> **WHAT NEEDS TO BE DONE**
Write out word for word the lines of the listing below, starting at the line that contains "239, row 416." and ending at the line that contains "column 385, row 350", both of those lines included.

★ ★ ★

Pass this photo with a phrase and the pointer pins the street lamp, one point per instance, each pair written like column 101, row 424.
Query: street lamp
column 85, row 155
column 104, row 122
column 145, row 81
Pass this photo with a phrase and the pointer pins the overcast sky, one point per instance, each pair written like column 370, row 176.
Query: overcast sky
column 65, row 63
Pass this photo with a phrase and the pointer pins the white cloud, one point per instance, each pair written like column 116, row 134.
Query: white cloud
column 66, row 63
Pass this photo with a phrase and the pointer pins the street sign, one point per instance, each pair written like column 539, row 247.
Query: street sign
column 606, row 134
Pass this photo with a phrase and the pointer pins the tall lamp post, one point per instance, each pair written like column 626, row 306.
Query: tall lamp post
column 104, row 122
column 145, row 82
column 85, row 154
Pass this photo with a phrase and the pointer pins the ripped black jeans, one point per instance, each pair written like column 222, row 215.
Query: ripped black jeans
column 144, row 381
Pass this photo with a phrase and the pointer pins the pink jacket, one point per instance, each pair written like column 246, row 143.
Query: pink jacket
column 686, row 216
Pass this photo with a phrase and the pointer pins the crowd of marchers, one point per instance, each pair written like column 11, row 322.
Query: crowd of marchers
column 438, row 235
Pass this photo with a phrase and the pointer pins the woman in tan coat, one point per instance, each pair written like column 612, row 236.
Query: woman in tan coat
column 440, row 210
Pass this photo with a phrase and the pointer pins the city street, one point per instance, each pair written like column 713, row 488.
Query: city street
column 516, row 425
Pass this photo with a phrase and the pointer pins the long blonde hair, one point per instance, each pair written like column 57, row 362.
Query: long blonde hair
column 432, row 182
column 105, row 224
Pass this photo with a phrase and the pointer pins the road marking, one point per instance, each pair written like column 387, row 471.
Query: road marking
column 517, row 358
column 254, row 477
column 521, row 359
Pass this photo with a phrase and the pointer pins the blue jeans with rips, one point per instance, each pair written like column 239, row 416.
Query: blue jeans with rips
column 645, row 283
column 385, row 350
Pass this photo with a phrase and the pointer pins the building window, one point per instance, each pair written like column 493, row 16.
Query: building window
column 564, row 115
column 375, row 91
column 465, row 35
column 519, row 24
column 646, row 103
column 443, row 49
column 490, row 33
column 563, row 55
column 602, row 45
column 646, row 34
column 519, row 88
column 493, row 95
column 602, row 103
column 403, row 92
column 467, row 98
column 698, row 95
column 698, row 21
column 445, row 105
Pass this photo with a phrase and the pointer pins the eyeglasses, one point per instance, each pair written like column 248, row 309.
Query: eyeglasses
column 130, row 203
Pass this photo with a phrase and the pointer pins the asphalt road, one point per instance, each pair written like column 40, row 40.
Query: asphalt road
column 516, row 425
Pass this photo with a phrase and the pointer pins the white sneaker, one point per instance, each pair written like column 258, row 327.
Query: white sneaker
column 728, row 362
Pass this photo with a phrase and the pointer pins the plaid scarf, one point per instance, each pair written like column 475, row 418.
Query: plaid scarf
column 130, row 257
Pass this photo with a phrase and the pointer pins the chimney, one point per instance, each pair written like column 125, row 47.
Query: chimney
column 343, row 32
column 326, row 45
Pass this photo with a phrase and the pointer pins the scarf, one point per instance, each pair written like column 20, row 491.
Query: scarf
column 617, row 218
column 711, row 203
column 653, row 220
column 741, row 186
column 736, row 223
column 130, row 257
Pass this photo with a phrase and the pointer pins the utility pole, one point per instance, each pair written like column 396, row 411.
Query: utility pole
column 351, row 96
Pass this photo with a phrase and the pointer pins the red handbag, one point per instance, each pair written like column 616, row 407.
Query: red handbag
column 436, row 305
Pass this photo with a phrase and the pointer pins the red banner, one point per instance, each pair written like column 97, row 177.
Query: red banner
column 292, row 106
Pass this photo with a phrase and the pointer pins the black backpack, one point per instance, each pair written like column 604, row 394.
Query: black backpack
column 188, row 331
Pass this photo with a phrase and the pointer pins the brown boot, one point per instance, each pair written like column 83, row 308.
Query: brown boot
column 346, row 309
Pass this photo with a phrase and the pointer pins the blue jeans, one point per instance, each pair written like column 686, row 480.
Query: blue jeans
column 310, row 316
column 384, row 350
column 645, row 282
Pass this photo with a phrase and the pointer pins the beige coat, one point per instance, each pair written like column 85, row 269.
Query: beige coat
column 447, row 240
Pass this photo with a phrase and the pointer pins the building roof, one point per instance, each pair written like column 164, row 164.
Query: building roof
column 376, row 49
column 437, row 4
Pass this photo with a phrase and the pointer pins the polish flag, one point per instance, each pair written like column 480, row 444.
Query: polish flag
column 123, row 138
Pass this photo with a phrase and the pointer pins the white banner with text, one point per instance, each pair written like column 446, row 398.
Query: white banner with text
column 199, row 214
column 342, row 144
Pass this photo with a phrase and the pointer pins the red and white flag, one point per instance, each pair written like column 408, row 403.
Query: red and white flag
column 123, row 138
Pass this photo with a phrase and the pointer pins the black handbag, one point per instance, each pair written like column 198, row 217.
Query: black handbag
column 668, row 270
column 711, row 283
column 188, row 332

★ ★ ★

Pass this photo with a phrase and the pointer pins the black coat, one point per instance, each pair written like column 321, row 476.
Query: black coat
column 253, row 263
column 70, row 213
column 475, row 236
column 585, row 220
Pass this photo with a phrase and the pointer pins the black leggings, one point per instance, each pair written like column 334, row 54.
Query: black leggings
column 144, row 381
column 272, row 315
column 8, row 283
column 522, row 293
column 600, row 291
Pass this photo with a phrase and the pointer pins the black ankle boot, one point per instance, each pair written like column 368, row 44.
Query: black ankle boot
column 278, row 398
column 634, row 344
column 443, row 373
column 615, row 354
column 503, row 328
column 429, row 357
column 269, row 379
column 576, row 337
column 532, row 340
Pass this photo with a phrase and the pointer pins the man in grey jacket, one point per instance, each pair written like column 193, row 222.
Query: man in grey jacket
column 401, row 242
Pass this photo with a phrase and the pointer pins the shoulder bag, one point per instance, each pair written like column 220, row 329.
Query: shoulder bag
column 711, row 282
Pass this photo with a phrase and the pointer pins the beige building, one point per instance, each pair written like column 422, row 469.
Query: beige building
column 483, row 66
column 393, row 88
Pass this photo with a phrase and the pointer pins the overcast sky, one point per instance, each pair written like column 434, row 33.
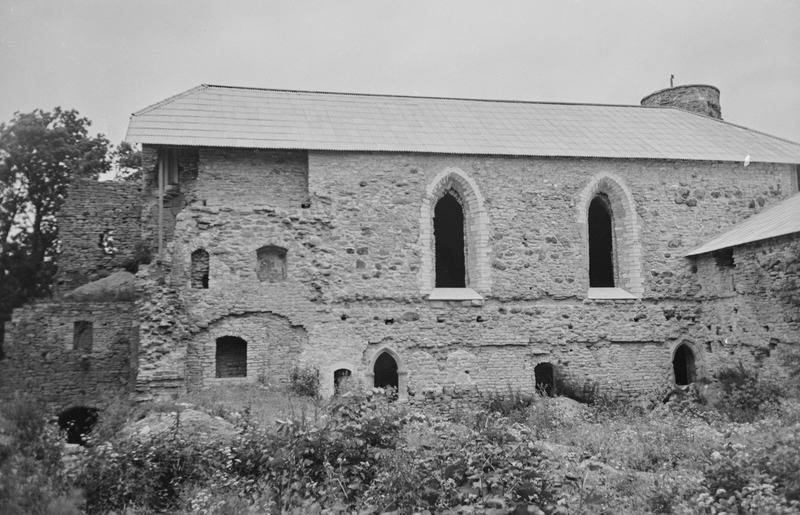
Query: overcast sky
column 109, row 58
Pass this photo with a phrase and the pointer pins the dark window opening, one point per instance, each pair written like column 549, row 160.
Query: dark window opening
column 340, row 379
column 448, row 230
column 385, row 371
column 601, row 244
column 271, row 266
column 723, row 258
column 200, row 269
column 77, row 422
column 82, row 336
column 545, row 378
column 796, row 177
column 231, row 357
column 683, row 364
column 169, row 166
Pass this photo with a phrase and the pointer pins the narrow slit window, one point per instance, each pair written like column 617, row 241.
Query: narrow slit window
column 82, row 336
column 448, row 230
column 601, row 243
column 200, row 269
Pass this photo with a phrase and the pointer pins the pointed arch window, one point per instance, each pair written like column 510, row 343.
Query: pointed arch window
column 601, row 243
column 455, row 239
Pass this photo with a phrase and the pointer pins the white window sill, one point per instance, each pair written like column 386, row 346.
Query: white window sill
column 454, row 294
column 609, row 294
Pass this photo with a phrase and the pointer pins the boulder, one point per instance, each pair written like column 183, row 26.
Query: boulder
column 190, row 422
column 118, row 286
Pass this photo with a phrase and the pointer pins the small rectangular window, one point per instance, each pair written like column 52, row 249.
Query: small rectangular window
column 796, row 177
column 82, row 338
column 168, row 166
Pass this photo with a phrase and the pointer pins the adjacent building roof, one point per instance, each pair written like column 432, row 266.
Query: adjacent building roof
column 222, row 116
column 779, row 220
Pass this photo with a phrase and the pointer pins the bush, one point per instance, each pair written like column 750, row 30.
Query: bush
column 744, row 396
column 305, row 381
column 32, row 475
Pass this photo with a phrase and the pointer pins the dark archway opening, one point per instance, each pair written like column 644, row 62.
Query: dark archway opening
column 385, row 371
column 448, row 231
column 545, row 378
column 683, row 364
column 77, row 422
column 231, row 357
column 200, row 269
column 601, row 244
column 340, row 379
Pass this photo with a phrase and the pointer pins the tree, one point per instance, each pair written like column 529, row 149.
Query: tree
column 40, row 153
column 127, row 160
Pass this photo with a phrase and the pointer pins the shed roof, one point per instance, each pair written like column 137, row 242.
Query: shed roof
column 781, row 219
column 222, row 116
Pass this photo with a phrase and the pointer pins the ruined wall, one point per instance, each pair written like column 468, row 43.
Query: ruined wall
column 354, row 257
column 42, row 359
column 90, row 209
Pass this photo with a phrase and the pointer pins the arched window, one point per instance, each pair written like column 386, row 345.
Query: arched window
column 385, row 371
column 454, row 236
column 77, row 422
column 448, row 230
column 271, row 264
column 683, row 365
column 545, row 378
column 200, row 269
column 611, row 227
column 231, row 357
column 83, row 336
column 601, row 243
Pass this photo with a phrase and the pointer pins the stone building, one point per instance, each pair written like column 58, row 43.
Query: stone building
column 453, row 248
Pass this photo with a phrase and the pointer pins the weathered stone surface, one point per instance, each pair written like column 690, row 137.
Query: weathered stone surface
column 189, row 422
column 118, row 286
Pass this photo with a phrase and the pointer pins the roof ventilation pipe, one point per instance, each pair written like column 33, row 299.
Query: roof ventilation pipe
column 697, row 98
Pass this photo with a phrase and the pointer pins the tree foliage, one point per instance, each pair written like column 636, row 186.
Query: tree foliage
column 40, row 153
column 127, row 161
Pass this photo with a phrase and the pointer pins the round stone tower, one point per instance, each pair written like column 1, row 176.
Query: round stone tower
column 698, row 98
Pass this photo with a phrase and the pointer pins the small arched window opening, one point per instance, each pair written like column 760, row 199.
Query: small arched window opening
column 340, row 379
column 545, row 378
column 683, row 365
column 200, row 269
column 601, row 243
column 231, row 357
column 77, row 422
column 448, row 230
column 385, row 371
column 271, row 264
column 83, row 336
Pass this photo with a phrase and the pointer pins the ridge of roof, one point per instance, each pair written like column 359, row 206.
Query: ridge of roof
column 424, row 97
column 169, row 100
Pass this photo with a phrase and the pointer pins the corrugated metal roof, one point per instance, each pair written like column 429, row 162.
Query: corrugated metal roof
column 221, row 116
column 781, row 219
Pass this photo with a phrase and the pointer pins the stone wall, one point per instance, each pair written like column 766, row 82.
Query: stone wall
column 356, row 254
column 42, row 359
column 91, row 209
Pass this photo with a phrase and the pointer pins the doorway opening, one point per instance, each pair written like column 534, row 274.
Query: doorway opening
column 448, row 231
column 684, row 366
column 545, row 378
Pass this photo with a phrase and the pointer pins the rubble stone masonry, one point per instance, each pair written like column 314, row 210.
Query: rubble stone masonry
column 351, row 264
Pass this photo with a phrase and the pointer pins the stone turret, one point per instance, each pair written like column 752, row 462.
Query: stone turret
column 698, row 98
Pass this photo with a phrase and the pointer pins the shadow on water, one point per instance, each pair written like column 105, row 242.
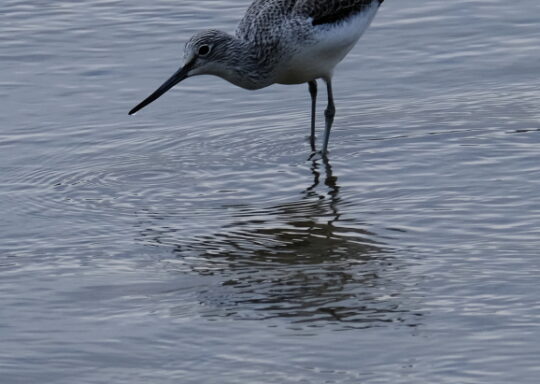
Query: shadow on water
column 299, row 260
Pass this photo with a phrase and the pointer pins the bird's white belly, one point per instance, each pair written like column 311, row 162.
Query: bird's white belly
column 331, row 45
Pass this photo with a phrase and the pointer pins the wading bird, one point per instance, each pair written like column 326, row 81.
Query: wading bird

★ ★ ★

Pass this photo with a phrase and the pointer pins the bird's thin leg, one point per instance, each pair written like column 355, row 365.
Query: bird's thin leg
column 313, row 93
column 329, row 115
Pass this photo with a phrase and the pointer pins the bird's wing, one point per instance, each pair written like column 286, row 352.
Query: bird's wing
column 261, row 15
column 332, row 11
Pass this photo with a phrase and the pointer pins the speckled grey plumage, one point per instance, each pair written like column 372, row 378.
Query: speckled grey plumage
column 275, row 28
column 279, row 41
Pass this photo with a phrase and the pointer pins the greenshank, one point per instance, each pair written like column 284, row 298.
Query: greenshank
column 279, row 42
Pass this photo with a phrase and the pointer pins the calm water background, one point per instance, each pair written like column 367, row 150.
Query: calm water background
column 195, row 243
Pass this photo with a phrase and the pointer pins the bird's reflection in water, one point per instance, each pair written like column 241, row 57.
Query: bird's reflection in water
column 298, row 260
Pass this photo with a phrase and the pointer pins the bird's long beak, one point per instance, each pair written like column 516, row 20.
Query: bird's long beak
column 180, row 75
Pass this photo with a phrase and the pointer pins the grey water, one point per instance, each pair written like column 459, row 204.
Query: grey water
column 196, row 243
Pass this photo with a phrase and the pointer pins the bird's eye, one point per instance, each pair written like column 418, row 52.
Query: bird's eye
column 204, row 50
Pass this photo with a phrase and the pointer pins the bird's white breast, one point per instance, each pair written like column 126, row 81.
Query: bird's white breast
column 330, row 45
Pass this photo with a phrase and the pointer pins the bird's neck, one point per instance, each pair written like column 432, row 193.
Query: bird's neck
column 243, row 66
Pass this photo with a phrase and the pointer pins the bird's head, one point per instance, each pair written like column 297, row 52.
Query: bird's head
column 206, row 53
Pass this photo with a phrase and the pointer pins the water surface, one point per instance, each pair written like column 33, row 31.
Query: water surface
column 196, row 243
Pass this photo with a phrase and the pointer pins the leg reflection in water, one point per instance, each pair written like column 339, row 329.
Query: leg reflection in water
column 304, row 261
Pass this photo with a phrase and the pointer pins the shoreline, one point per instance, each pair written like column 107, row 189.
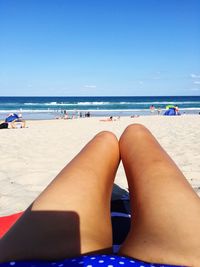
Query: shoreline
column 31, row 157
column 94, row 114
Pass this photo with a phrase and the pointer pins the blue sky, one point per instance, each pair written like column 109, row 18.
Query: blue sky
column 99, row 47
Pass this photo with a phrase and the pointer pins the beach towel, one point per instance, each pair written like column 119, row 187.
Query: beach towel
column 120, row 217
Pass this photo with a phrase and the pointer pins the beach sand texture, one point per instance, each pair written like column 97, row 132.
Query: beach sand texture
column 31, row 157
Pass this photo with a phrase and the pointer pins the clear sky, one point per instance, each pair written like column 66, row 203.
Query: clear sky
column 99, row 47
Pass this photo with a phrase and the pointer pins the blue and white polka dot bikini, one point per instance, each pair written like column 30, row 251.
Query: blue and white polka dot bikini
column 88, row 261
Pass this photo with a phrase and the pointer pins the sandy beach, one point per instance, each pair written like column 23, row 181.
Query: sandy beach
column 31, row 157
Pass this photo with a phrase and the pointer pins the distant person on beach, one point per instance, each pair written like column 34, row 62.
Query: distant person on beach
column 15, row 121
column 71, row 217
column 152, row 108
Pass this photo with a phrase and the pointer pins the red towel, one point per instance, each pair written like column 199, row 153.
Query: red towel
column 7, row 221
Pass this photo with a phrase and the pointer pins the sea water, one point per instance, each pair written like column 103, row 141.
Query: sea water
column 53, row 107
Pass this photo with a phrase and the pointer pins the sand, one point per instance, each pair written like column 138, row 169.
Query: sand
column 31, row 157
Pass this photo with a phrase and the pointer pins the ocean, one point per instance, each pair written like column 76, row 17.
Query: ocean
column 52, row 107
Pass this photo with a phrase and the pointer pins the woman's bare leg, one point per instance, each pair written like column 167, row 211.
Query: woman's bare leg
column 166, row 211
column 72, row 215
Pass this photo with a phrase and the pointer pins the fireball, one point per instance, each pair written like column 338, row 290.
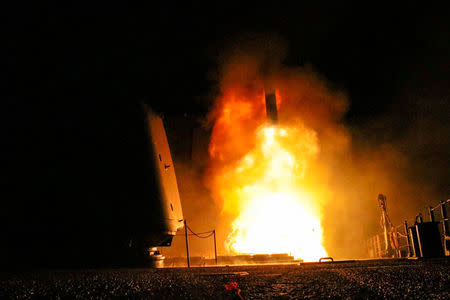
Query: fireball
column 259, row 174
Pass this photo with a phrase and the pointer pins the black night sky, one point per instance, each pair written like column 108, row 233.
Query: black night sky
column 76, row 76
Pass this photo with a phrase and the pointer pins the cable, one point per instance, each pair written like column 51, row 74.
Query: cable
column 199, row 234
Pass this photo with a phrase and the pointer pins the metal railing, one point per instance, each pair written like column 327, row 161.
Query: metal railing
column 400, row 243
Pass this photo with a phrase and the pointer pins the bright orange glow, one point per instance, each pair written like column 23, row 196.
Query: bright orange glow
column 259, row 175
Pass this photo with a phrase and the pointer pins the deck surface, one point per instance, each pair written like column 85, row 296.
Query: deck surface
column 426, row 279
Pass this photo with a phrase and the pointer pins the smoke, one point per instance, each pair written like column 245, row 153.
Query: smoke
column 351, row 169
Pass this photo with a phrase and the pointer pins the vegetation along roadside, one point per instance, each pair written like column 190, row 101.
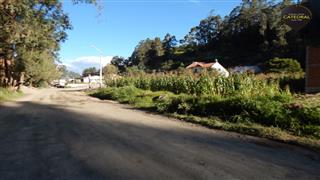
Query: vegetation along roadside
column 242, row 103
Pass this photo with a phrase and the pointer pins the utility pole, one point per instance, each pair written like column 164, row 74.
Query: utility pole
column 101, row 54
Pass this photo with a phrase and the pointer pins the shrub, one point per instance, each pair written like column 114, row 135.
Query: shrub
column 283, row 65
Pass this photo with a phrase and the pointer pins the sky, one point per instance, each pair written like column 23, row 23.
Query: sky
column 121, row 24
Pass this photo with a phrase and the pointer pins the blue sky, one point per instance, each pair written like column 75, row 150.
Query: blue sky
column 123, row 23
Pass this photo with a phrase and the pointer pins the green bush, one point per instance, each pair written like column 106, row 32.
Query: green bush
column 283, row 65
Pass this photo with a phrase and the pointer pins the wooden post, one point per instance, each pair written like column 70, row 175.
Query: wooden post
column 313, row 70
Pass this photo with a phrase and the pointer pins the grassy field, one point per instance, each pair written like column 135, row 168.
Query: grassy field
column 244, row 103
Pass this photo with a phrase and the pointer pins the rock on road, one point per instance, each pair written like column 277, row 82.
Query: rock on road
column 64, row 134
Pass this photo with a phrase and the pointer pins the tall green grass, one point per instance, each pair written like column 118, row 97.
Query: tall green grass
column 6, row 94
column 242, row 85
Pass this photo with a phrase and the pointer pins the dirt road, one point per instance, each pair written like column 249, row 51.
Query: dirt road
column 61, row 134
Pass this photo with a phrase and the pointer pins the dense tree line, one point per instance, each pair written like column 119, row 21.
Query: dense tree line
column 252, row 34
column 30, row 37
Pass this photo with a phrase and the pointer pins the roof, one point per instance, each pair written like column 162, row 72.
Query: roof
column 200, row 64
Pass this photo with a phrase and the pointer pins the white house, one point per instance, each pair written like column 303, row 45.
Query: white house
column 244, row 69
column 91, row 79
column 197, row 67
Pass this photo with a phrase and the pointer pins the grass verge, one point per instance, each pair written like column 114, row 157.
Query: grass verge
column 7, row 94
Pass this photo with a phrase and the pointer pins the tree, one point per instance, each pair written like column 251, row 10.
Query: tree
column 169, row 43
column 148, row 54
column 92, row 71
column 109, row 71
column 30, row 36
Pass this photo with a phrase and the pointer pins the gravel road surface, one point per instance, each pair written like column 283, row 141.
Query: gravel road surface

★ ★ ★

> **ANSWER TO THE EXERCISE**
Pass this photo with a phrase and the pointer pins the blue jeans with rips, one point per instance, each pair written like column 239, row 416.
Query: blue jeans with rips
column 645, row 283
column 385, row 350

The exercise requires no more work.